Data rows
** begin **

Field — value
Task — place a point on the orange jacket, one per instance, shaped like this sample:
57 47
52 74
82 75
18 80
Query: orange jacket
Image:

** end **

▸ Your goal: Put every line of the rows above into a Markdown table with the columns "Row" and "Line," numbering each line and leaving out any blank lines.

▸ Answer for this exercise:
| Row | Line |
|---|---|
| 1 | Field — value |
| 2 | Task — place a point on the orange jacket, one per instance, shaped like this sample: |
| 3 | 57 47 |
| 4 | 52 74 |
| 5 | 82 75 |
| 6 | 18 80 |
| 7 | Query: orange jacket |
| 8 | Image: |